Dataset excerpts
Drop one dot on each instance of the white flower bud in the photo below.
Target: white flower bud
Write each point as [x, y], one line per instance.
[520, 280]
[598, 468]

EXERCISE >> Give the data again, exactly.

SOLUTION FOR THIS EXERCISE >>
Drop one dot on each instance of the white flower bud in the photo below.
Target: white flower bud
Write each point as [x, y], one line per instance.
[520, 280]
[598, 468]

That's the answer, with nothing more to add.